TEXTO DA PÁGINA –
————————
Key-words: Funerary practices, landscape archaeo-logy, southern Brazilian high plains archaeology.

A partir dos trabalhos do Programa Nacional de Pesquisas Arqueológicas (PRONAPA) foi definida uma ocupação humana nas Terras Altas do Sul do Brasil, caracterizada a partir de um estilo particular de cerâmica, aliada à presença nos sítios arqueológicos de diferentes tipos de estruturas de terra, tais como casas subterrâneas, montículos e áreas entaipadas (Schmitz, 1988; 2002). Desde o início destas pesquisas, dentro de um paradigma que misturava as correntes do Evolucionismo Cultural e do Histórico Culturalismo, houve uma grande preocupação em delinear o espaço e o tempo de ocorrência destes fenômenos, considerando-os implicitamente como reflexo ou marcador da presença de grupos étnicos específicos.

Nas pesquisas mais recentes, dentro de uma arqueologia que poderíamos denominar como Processual, a abordagem mudou para a caracterização do funcionamento de estruturas e assentamentos (Reis, 1980; Schmitz, 2002). Entretanto, a equação cultura material = grupo étnico foi considerada como válida e não pro-blemática, e a análise levada a cabo foi feita dentro das unidades “Fases” e “Tradições”.

Este pode ser considerado um fardo conceitual que até hoje se impõe sobre a maneira como pensamos a pré-história das terras altas do sul do Brasil. Lidar com as evidências materiais desta forma tem levado a uma tendência homogeneizante de interpretar o passado, considerando que formas materiais compartilhadas sejam indicadores de identidades específicas espalhadas
sobre uma vasta área geográfica como o planalto sul-brasileiro. Assim, procuram-se elementos de semelhanças destas entidades, na busca de uma união de culturas arqueológicas. Tal esforço implica na transposição automática de elementos interpretados em áreas específicas, como por exemplo, um sistema econômico integrando terras altas e litoral (Schmitz, 1988), para regiões distantes entre si, criando um mito de estabilidade e simplicidade cultural.

Mas, e se rejeitássemos esta concepção de cultura material como um reflexo direto de sociedades humanas? Tendências teóricas iniciadas na década de 1990 apontam como uma grave falha de inúmeras arqueologias considerar a cultura material como algo passivo, desprovido de significados, indicando simplesmente formas derivadas de uma norma cultural ou refletindo a economia de grupos (Hodder, 1992; Shanks & Tilley, 1992; Tilley, 1996; Thomas, 1996).
————————
O QUE FAZER –
#1 No texto sobre a arqueologia das terras altas do sul do Brasil, quais trabalhos permitiram definir a ocupação humana nessa região?
#2 Retome o texto sobre a arqueologia das terras altas do sul do Brasil logo após a última frase apresentada.

LINHAS FORNECIDAS –
————————
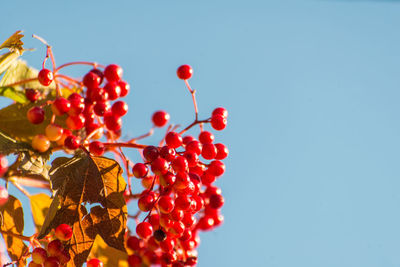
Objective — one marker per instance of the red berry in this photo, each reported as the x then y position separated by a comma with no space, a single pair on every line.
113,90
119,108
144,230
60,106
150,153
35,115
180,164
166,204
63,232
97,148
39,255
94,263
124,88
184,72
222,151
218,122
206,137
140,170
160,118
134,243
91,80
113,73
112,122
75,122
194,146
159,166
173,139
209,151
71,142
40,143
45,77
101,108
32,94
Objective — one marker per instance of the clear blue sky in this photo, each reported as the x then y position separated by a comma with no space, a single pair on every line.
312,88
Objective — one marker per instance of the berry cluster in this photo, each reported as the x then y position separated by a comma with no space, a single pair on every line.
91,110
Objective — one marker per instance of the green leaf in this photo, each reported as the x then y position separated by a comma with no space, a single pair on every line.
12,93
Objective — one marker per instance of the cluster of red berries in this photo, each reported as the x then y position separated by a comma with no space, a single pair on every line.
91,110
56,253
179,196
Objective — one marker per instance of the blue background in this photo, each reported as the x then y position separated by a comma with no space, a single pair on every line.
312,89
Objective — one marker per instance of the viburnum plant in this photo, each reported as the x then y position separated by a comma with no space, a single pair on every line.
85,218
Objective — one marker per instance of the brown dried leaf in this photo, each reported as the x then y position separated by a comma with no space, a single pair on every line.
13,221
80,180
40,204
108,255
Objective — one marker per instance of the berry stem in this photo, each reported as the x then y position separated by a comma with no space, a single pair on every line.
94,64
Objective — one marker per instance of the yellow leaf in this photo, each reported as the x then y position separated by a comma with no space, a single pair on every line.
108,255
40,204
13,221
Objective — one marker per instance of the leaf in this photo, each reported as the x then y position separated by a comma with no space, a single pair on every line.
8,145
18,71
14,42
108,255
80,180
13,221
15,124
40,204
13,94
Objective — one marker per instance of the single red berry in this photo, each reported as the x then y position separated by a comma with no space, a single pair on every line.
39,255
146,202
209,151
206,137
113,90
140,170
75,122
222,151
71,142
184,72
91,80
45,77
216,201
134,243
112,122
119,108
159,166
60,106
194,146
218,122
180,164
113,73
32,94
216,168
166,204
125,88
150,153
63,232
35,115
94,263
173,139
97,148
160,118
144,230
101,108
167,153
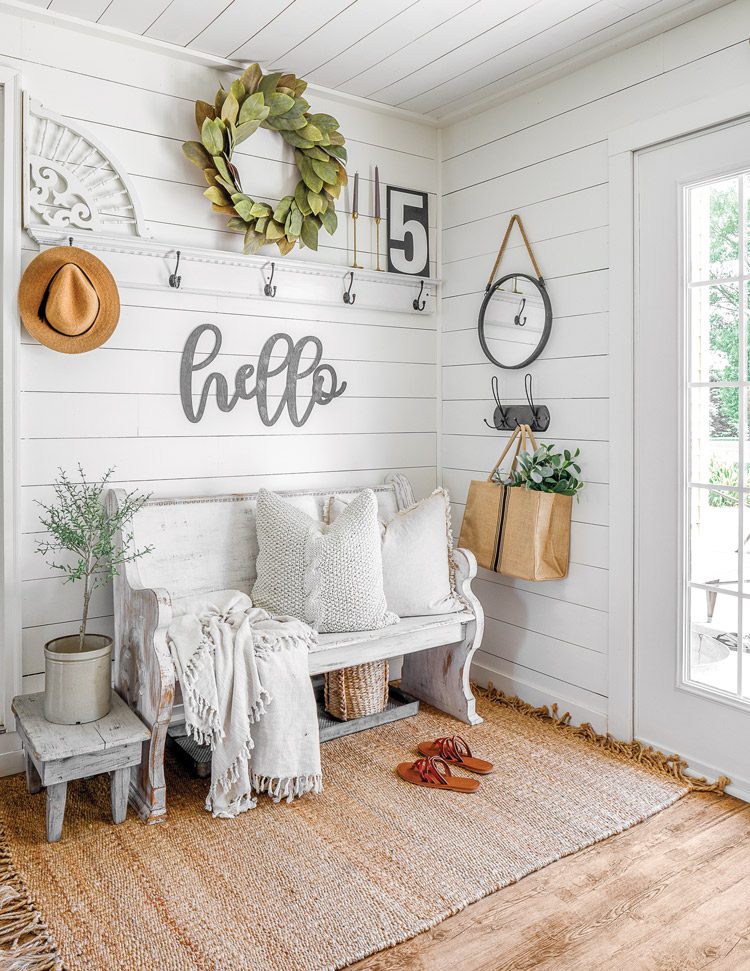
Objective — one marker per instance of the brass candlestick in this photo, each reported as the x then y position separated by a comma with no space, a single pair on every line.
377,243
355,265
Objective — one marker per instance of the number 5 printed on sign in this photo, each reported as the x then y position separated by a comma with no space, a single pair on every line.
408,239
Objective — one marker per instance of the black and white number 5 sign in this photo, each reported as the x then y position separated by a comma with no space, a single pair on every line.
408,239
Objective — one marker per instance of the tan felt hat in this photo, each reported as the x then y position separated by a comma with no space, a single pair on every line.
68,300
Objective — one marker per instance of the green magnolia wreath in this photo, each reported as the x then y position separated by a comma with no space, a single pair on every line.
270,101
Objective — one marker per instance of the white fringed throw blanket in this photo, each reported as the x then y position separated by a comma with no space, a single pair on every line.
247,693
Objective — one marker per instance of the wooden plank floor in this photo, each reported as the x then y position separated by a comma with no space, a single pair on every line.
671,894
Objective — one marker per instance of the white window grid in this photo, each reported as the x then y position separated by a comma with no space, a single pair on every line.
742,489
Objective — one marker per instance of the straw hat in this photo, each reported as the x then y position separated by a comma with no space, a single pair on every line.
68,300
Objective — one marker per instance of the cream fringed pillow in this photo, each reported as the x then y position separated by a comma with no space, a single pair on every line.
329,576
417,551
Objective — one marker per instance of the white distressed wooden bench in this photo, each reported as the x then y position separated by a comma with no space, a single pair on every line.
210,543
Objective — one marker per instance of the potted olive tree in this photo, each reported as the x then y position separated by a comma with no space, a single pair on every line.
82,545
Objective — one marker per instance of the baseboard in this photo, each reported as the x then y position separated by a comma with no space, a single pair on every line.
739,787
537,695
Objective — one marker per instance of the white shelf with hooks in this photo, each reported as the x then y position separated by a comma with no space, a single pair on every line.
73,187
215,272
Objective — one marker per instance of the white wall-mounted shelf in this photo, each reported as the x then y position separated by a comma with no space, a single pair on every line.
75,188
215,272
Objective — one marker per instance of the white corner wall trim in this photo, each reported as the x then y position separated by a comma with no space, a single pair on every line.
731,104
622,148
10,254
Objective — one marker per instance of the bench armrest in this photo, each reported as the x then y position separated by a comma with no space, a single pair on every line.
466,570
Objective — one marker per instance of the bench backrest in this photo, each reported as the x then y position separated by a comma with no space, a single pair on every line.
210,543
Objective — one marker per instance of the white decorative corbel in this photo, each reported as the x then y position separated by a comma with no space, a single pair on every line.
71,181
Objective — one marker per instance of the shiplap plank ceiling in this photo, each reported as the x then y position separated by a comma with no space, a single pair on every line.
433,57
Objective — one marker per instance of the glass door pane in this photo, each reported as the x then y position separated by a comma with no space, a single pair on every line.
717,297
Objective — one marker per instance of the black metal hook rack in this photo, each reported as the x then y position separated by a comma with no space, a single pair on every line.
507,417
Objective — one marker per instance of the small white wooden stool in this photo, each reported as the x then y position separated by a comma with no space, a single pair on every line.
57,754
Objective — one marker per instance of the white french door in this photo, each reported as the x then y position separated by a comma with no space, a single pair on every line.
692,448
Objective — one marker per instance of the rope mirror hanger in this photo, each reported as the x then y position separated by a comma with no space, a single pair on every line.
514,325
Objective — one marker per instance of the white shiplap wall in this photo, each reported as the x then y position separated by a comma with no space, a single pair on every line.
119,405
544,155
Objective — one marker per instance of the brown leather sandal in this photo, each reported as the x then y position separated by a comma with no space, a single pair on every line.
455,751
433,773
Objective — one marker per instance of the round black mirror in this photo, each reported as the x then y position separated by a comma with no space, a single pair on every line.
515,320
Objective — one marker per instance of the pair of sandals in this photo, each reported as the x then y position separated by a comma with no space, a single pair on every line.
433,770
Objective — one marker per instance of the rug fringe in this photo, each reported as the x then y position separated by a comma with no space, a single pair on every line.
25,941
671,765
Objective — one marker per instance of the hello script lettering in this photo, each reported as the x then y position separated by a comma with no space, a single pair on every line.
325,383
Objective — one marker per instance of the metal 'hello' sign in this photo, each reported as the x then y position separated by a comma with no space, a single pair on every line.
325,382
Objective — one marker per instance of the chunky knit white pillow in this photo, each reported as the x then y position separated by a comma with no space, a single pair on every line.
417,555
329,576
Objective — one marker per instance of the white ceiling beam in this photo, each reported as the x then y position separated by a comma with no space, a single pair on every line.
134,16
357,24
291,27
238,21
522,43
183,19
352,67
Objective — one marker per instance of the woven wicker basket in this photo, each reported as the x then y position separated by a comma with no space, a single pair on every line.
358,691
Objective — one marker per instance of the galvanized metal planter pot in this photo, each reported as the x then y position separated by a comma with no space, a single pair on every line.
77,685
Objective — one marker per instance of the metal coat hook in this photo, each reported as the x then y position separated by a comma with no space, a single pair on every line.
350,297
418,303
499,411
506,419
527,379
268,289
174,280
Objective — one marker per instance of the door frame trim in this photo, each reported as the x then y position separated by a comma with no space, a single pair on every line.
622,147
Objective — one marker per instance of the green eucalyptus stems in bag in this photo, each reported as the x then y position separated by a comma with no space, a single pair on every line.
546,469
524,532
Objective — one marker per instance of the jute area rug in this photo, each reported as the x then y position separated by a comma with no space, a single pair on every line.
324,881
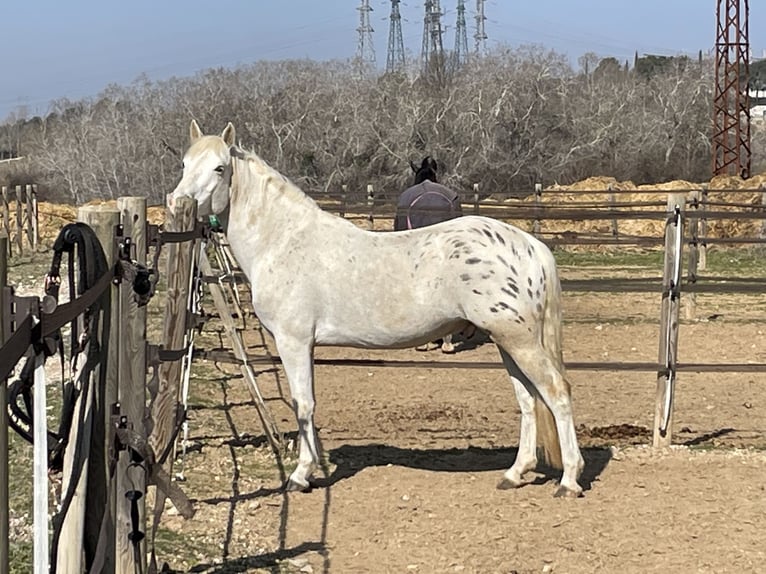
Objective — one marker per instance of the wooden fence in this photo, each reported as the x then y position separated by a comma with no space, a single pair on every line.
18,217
————————
RESULTADOS POR TAREFA –
#1 Os trabalhos do Programa Nacional de Pesquisas Arqueológicas (PRONAPA).

#2
Aliada a esta perspectiva de cultura material está uma forte tendência da arqueologia brasileira de definição e delimitação de grupos humanos a partir de fósseis-guias2. A mera presença destes elementos em sítios arqueológicos, não importa o quão pequena e pouco representativa ela seja, é considerada como diagnóstico da presença de identidades específicas nestes locais.

Rejeitamos estes postulados a fim de procurar diferentes perspectivas para a arqueologia da região. A cultura material, incluindo a paisagem, é aqui considerada como um elemento ativo na relação entre os seres humanos, sendo capaz de criar, manter e transformar relações sociais. A partir deste ponto de vista, a cultura material pode ser manipulada por atores sociais com o objetivo de expor símbolos sociais, formar e negar fronteiras, legitimar e impor poder (Hodder, 1992; Shanks & Tilley, 1987, 1992).

Mas de que forma a cultura material participa na criação de significados? Thomas (1996) argumenta que é a partir de uma série de padrões de associação da cultura material que seus significados emergem. Este é um ponto que Hodder (1992) já deixava explícito. Para ele, o significado da cultura material, diferentemente dos significados lingüísticos, emerge das associações
derivadas de sua produção, uso e descarte, sendo desta forma não arbitrário e contingencial. Fica, assim, claro que uma abordagem contextual dos objetos, procurando sua gênese, seu uso e padronização do descarte, é fundamental para entendermos os grupos humanos do passado. Desta forma, uma arqueologia que leve em conta a espacialidade envolvida nas evidências materiais possui uma grande possibilidade interpretativa para as sociedades do passado.

Ao fazer uma arqueologia interpretativa, procurando estruturas e práticas nas terras altas do sul do Brasil, partimos do princípio, defendido principalmente por Christopher Tilley (1996), que a grande força desta abordagem é a preocupação diferenciada com a relação entre pessoas e cultura material, ou seja “a maneira na qual formas materiais constituem um meio vital através do qual as pessoas constróem, manipulam e transformam seus mundos na longa duração” (op.cit: 3).

Assim concebida, a arqueologia deveria envolver uma etnografia temporal dos artefatos e da maneira como eles se relacionam com estruturas e eventos, procurando ler as evidências em termos de interações entre componentes normativos e expedientes na produção e descarte destes artefatos. Neste processo, a cultura material é ativa na construção dos sistemas de significação: “o humilde artefato não é um mero adjunto para o que realmente interessa – pessoas e relações sociais – mas é fundamentalmente envolvido na construção destas relações. A cultura material é tão importante, e tão fundamental, para a constituição do mundo social quanto a linguagem” (Tilley, 1996: 3).

Entendendo a Arqueologia desta forma, ficamos em uma posição privilegiada para o estudo de grupos humanos. Não só a evidência arqueo-lógica deixa de ser pobre em informações, mas também ela nos oferece uma habilidade única de monitorar continuidades e mudanças estruturais e sua relação com a experiência e a prática em uma longa duração.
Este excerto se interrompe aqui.